#### PAGE EXCERPT
Segment Open

Sgt. Mom over at SSDB tells us why she doesn't smoke.
I had a very similar experience. Some neighbor kids and I grabbed some of whatever would burn down by our favorite illicit place to play - down by the river at a place where the riverbank was higher than we were. I had some ordinary paper, some nondescript dry weeds and a lump of coal and rolled them up into an approximation of a cigarette. I'd heard of charcoal filters, after all - surely the coal would take some of the edge off, right?
Ye gads! - one toke was all it took. Imagine getting shotgunned by a locomotive tailpipe and you have an idea of what I felt like. I never was tempted to smoke from that point onward.
Nobody who was around me much chewed tobacco, so I wasn't in any danger of picking up that habit. But one buddy was around it, and his father decided to give him some aversion therapy. The old man made him take a big lump of the stuff and then locking him in the car on a hot day with nowhere to spit. He swallowed some, and he wasn't even through barfing yet before he decided never again.

Segment Closed

#### CHECK YOUR UNDERSTANDING
a. Answer these about the post on not smoking, each on its own line:
(i) What did the writer roll up into the makeshift cigarette?
(ii) How many tokes did it take to put the writer off smoking?
(iii) Where did the buddy's father lock him after making him take the tobacco?
b. Please write the next part of the post on not smoking, picking up after its last sentence.

#### Saved data entries
Segment Open

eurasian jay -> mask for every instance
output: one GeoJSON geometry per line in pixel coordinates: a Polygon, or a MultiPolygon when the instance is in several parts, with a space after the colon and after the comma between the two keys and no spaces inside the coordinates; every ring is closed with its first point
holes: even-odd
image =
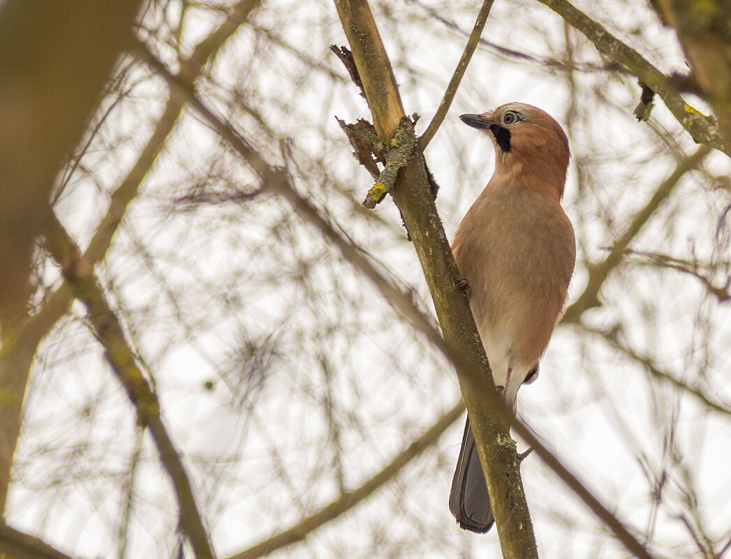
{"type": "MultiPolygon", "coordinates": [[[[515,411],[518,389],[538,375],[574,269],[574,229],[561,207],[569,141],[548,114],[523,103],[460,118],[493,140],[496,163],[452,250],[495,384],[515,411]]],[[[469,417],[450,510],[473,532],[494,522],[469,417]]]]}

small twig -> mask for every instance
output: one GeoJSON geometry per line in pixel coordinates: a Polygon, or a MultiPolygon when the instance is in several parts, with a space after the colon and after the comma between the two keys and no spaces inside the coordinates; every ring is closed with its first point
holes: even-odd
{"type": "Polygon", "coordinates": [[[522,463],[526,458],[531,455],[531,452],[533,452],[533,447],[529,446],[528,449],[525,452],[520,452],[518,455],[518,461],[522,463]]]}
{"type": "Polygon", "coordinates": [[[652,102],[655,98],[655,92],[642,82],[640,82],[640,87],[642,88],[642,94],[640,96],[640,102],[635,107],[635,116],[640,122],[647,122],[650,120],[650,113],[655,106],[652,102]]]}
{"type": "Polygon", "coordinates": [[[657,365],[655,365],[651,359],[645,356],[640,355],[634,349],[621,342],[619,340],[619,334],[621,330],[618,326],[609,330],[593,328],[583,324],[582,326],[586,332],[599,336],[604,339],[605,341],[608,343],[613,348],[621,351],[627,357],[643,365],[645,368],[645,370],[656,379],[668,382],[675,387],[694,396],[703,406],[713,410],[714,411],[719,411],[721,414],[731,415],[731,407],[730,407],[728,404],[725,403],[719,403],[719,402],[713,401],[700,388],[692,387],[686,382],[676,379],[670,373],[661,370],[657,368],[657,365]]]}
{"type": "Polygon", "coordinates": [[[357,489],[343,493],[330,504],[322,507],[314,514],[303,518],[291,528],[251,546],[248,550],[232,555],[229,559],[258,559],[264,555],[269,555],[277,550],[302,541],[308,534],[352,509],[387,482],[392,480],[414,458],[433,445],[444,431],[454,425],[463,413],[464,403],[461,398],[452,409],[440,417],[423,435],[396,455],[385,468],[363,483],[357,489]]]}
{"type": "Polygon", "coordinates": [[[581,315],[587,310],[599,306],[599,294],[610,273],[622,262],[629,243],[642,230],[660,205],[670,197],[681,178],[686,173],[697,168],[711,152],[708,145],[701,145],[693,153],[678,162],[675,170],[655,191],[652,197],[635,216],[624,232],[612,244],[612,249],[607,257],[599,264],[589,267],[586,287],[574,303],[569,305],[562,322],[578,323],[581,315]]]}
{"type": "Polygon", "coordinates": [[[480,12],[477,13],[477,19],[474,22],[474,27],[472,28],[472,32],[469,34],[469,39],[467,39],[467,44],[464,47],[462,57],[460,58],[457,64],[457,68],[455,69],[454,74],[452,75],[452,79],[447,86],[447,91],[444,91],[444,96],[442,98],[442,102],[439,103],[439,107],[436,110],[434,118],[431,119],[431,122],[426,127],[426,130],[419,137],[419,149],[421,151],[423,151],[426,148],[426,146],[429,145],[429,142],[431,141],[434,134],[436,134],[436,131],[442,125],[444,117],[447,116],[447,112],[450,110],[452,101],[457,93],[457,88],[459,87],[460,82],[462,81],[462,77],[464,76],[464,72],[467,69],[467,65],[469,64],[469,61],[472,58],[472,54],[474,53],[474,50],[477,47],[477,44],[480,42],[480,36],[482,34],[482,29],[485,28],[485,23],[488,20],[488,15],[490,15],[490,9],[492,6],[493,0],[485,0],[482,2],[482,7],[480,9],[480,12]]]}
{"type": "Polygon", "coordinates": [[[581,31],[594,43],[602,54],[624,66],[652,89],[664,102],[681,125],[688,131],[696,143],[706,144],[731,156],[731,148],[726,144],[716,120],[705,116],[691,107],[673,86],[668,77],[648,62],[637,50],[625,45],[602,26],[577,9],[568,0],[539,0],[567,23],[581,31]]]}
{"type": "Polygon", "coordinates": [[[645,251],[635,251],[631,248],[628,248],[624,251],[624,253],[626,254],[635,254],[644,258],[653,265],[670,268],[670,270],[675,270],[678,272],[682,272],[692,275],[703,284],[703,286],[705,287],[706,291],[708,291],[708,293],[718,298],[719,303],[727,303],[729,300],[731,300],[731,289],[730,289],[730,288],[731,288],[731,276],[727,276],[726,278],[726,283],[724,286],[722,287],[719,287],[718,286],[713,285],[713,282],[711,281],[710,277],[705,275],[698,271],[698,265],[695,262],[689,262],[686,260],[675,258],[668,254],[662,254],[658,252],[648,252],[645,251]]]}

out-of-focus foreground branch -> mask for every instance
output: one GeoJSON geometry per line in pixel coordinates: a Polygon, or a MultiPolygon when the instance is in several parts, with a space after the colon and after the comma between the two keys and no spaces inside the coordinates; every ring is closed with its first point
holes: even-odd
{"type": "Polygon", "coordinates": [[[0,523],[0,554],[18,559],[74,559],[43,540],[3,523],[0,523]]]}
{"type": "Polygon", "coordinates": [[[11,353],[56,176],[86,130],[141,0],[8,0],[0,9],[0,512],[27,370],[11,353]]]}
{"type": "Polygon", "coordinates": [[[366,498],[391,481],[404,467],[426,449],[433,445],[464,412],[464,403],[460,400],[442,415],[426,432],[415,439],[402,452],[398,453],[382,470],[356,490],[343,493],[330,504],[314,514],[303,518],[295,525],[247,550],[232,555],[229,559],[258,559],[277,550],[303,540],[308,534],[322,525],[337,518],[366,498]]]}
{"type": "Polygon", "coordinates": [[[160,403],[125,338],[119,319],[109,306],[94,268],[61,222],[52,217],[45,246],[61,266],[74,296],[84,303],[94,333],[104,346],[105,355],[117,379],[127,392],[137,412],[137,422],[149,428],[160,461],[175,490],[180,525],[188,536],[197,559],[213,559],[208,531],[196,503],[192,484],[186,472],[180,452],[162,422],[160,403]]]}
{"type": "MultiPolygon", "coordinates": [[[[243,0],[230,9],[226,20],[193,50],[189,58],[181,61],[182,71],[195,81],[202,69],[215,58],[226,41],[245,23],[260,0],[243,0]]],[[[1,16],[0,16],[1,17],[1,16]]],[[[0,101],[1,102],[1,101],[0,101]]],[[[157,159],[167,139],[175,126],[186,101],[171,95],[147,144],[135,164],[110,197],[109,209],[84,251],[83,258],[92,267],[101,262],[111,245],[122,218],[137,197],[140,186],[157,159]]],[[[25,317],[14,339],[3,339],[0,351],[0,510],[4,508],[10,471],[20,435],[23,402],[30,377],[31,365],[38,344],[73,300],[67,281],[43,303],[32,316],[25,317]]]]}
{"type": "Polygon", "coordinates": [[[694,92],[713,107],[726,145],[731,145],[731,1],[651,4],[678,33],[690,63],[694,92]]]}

Segment Closed

#### RESPONSES IN ORDER
a.
(i) Ordinary paper, some nondescript dry weeds and a lump of coal.
(ii) One.
(iii) In the car on a hot day with nowhere to spit.

b.
It's been awhile since I've been around anyone who chews indoors, and I don't miss it one bit. My favorites were the ones who used to spit into any trash can they saw. Once you threw something out, you definitely didn't want it back.
Someone I know had a boss who chewed, and one day he managed to spill his cup across her computer keyboard. IMO this is about enough to gag a buzzard off a gut wagon from 50 paces. But it was the only keyboard they had, so they cleaned it up the best that they could and she used it as much as possible. It didn't last long after that, though, and neither did she.
I've heard Acidman and others talk about how they put on weight when they quit smoking. So what would happen if a non-smoker started wearing nicotine patches? Or started drinking nicotinis?
One last thing - you might check out "Thank You For Smoking", by Christopher Buckley. He's a riot.